§ Activity: Every line of the data that contains the string "coordinates" must be copied.

····················

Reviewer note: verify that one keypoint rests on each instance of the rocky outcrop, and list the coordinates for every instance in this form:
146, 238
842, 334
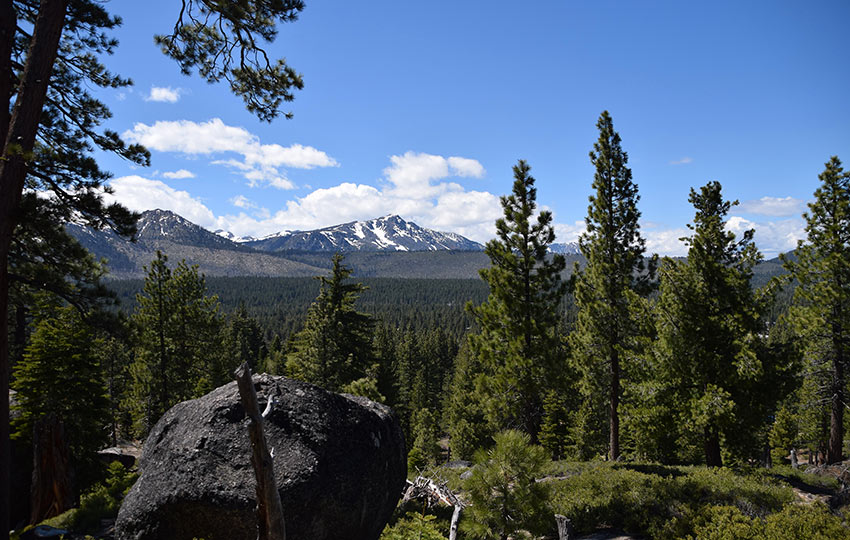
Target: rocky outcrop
339, 465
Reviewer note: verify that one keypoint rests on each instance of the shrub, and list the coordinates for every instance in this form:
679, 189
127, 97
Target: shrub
413, 526
104, 500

····················

§ Exercise response:
Reviewer note: verify that one keypoint rests on each instance of the rocky outcrop, and list the coordinates for every instance in this form:
Reviewer note: verify that one keypoint rests on each instance of the shrub, and list the coordinates for every instance in this form:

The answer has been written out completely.